(Extracted records)
————————

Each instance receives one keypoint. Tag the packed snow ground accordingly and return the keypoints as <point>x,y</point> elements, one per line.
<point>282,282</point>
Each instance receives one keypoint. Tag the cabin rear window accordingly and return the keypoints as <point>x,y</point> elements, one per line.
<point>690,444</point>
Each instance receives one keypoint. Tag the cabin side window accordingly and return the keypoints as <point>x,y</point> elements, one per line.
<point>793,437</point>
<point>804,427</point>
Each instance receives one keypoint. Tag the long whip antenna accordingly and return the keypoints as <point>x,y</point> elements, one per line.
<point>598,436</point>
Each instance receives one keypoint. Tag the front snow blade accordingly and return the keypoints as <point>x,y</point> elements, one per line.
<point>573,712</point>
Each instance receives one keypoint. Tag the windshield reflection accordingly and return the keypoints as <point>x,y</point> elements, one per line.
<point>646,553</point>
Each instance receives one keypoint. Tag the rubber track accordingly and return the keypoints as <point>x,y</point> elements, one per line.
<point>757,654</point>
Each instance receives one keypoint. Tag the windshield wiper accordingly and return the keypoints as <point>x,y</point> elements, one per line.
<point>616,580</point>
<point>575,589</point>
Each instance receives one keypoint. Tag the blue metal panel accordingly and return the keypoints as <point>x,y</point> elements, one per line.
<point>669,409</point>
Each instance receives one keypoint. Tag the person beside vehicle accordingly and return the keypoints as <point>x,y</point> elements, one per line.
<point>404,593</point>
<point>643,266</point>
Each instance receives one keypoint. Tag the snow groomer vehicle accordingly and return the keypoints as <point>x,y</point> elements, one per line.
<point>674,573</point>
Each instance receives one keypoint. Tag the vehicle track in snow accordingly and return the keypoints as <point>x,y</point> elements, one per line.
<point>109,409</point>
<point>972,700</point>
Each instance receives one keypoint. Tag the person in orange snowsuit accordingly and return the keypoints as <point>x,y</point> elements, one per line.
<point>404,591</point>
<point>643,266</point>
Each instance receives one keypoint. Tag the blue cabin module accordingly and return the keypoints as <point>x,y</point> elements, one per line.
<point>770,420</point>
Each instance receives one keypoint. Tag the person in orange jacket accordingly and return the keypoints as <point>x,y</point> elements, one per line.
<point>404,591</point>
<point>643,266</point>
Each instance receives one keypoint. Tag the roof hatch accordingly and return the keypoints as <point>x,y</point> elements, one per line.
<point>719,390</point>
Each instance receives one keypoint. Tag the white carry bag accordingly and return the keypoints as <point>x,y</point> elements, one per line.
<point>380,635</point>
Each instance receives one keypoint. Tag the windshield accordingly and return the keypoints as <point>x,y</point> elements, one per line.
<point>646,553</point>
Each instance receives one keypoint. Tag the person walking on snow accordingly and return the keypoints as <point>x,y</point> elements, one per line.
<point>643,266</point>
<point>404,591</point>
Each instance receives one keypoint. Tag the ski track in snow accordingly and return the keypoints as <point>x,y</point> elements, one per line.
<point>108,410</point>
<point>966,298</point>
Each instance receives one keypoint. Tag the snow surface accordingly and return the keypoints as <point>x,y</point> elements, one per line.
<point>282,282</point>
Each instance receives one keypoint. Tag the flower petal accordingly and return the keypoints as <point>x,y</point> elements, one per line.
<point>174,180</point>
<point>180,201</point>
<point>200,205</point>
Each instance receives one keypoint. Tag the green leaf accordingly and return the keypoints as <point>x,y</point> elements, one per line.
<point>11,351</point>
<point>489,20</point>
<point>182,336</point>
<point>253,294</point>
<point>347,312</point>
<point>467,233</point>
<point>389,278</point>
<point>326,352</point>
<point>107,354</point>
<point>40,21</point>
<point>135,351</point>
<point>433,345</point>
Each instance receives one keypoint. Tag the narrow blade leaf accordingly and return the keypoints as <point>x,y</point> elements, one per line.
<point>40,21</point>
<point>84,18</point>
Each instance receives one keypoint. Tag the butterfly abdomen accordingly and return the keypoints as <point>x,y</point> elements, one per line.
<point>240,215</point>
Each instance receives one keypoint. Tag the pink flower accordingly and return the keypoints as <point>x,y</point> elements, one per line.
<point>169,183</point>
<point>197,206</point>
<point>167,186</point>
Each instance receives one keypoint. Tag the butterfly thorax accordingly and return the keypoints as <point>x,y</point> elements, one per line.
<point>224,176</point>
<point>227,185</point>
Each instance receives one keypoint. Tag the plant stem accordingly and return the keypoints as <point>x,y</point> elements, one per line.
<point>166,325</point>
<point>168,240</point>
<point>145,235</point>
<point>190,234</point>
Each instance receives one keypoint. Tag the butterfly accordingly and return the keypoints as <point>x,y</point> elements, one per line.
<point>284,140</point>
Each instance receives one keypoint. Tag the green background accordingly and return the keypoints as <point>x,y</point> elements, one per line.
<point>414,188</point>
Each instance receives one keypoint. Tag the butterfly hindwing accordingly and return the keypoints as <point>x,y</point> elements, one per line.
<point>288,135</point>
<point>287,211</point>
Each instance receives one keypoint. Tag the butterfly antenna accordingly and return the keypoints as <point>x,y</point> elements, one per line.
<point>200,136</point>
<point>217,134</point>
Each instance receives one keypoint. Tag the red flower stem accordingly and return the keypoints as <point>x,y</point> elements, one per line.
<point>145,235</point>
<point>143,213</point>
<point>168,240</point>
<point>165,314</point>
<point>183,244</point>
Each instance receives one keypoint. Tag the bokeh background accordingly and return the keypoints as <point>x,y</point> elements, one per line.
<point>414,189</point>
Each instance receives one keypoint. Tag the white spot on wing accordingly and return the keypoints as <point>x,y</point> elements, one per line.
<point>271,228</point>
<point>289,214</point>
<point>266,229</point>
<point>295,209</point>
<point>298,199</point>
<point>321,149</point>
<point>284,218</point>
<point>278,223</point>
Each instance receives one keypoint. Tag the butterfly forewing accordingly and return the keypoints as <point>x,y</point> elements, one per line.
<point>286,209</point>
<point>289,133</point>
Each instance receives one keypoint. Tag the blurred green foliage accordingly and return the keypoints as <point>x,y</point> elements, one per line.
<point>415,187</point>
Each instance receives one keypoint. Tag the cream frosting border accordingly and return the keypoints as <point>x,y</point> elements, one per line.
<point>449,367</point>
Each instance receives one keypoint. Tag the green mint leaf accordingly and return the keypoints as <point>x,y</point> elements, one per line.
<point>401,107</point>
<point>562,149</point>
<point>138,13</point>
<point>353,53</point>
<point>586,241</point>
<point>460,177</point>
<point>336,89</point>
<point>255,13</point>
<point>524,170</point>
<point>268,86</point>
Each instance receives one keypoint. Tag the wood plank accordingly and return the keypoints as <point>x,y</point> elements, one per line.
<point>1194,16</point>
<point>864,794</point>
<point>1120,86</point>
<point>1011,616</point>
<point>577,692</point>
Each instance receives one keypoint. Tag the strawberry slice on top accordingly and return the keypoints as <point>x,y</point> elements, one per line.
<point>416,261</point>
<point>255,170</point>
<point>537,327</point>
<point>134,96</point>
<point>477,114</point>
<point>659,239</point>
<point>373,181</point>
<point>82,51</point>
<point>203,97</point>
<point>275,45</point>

————————

→ **PROBLEM REQUIREMENTS**: Each line above must be reproduced exactly as it stands.

→ **SOLUTION FOR THIS TASK**:
Each instance receives one keypoint. Tag the packed snow ground accordingly and return the keypoints as <point>x,y</point> elements, one per line.
<point>282,282</point>
Each instance receives one keypoint. Tag the cabin rear window accordingly and return the keypoints as <point>x,y</point> elements, one per line.
<point>690,444</point>
Each instance receives one keypoint. Tag the cabin side window accordingly and return the keypoints as <point>x,y</point> elements, one per line.
<point>793,437</point>
<point>804,427</point>
Each instance receives one keypoint. Tag the long whip antenna accordingly and return the keypoints as <point>x,y</point> elements, one per line.
<point>598,436</point>
Each instance receives one keypoint. Tag the front snow blade accordingly and return the keypoints as <point>x,y</point> elements, one per line.
<point>573,712</point>
Each instance receives one keypoint. Tag the windshield reflection accordingly and return the keypoints as <point>x,y</point> elements, one per line.
<point>646,553</point>
Each instance receives one keypoint. Tag the rubber track accordingly and return the keypoints as <point>x,y</point> elements, one per line.
<point>757,654</point>
Each instance receives one keypoint. Tag the windshield wiper accordingly and return the keypoints as <point>x,y</point> elements, one per line.
<point>616,580</point>
<point>575,589</point>
Each instance receives one keypoint. Tag the blue metal panel accordingly and return the keypoints as <point>x,y</point> elements, one per line.
<point>669,409</point>
Each instance receives one keypoint. Tag the person beside vehicle accordingly and return the keypoints as <point>x,y</point> elements, one per line.
<point>404,593</point>
<point>643,266</point>
Each instance receives one keypoint. Tag the snow groomer vehicle accordingly and return the keypoints as <point>x,y</point> elements, one per line.
<point>674,573</point>
Each instance receives one keypoint. Tag the vehicle track in snow accordingly and return the keypoints as <point>x,y</point> elements, one per line.
<point>109,409</point>
<point>972,700</point>
Each instance receives one keypoint. Tag the person in orange snowsuit accordingly and return the keypoints as <point>x,y</point> elements, one per line.
<point>404,591</point>
<point>643,266</point>
Each instance receives one keypoint. Tag the blue cabin module accordingly and return the keypoints as <point>x,y</point> elements, one per line.
<point>770,420</point>
Each instance receives one keypoint. Tag the person in orange jacket accordingly and return the keypoints as <point>x,y</point> elements, one per line.
<point>404,591</point>
<point>643,266</point>
Each instance receives one keypoint. Tag the roof hatch accordingly and return the keypoints as <point>x,y</point> elements, one per line.
<point>719,390</point>
Each instance receives one keypoint. Tag the white carry bag accordingly and return the keypoints as <point>x,y</point> elements, one per line.
<point>380,635</point>
Each instance receives one keypoint. Tag the windshield accordingly and return the keypoints as <point>x,y</point> elements, one per line.
<point>646,553</point>
Each instance receives one keypoint. Tag the person walking on snow accordingly and return the keypoints as <point>x,y</point> elements, one per line.
<point>643,266</point>
<point>404,591</point>
Each instance receives one keypoint. Tag the ski track in snow accordingly and return the keypoints as <point>x,y</point> elements, one per line.
<point>108,410</point>
<point>966,298</point>
Each instance receives one keypoint. Tag the snow surface accordingly and return the keypoints as <point>x,y</point> elements, one per line.
<point>282,282</point>
Each instance receives one keypoint. Tag the flower petal accordingly and return the keypoints as <point>x,y</point> elements, one per line.
<point>174,180</point>
<point>180,201</point>
<point>200,205</point>
Each instance receives one keypoint. Tag the green leaf accordingly and return the keypoints as <point>x,y</point> elements, one per line.
<point>11,351</point>
<point>489,20</point>
<point>182,336</point>
<point>253,294</point>
<point>347,312</point>
<point>467,233</point>
<point>389,278</point>
<point>326,352</point>
<point>107,354</point>
<point>40,21</point>
<point>135,351</point>
<point>433,345</point>
Each instance receives one keypoint. Tag the narrow blade leaf accordingly and return the keypoints as <point>x,y</point> elements, one per line.
<point>40,21</point>
<point>84,18</point>
Each instance receives one keypoint. Tag the butterfly abdomen accordingly and return the keypoints as <point>x,y</point> elements, one per line.
<point>240,215</point>
Each instance receives one keypoint. Tag the pink flower accordingly and return the keypoints as <point>x,y</point> elements, one per line.
<point>169,183</point>
<point>197,206</point>
<point>167,186</point>
Each instance receives one keypoint. Tag the butterfly thorax accordingly and return the keypoints as <point>x,y</point> elements, one per line.
<point>224,176</point>
<point>227,185</point>
Each instance receives one keypoint. Tag the plant stem accordingly and return the keypoints as <point>x,y</point> elements, one per line.
<point>166,325</point>
<point>168,240</point>
<point>145,235</point>
<point>190,234</point>
Each instance receives one keypoint. Tag the butterfly accordingly and return the keypoints as <point>x,y</point> elements, one per line.
<point>284,140</point>
Each instance receives one keypoint. Tag the green background accordingly and return the keypoints as <point>x,y</point> elements, one per line.
<point>414,188</point>
Each instance receives one keypoint. Tag the butterfly hindwing accordingly and return the keypoints as <point>x,y</point> elements, one per line.
<point>288,135</point>
<point>287,211</point>
Each instance receives one keypoint. Tag the butterfly antenna accordingly and return the keypoints as <point>x,y</point> elements, one per line.
<point>200,136</point>
<point>217,134</point>
Each instance receives one keypoint. Tag the red flower stem accordingly and return the keypoints as <point>x,y</point> elements, one per line.
<point>145,235</point>
<point>143,213</point>
<point>168,240</point>
<point>165,314</point>
<point>183,244</point>
Each instance receives one keypoint. Tag the bokeh background accordingly and return the keypoints as <point>x,y</point> elements, one per line.
<point>414,189</point>
Each instance receives one keypoint. Tag the white spot on wing accordingly and return the keypoints as <point>x,y</point> elements, one per line.
<point>271,228</point>
<point>289,214</point>
<point>266,229</point>
<point>295,209</point>
<point>298,199</point>
<point>321,149</point>
<point>284,218</point>
<point>278,223</point>
Each instance receives one keypoint. Tag the butterfly forewing accordingly and return the keypoints as <point>x,y</point> elements, one per line.
<point>286,209</point>
<point>289,133</point>
Each instance receives one keypoint. Tag the blurred green foliage accordingly and return the keypoints as <point>x,y</point> elements, one per line.
<point>415,187</point>
Each instance receives one keypoint. Tag the cream frosting border accordingly and return the keypoints as <point>x,y</point> elements, one per line.
<point>449,367</point>
Each instance receives one keypoint. Tag the green mint leaf accordingly and return the keypoints as <point>x,y</point> elements, one per line.
<point>401,107</point>
<point>562,149</point>
<point>138,13</point>
<point>353,53</point>
<point>586,241</point>
<point>460,177</point>
<point>336,89</point>
<point>255,13</point>
<point>524,170</point>
<point>268,86</point>
Each instance receives one keypoint. Tag the wood plank accordingly and return the keypoints as <point>x,y</point> elements, one per line.
<point>1194,16</point>
<point>864,794</point>
<point>1120,86</point>
<point>1011,616</point>
<point>577,692</point>
Each instance receives one keypoint. Tag the strawberry slice on top accordingly and return the keypoints as <point>x,y</point> elements, one per line.
<point>416,261</point>
<point>255,170</point>
<point>537,327</point>
<point>134,96</point>
<point>477,114</point>
<point>659,239</point>
<point>373,181</point>
<point>82,51</point>
<point>203,97</point>
<point>275,45</point>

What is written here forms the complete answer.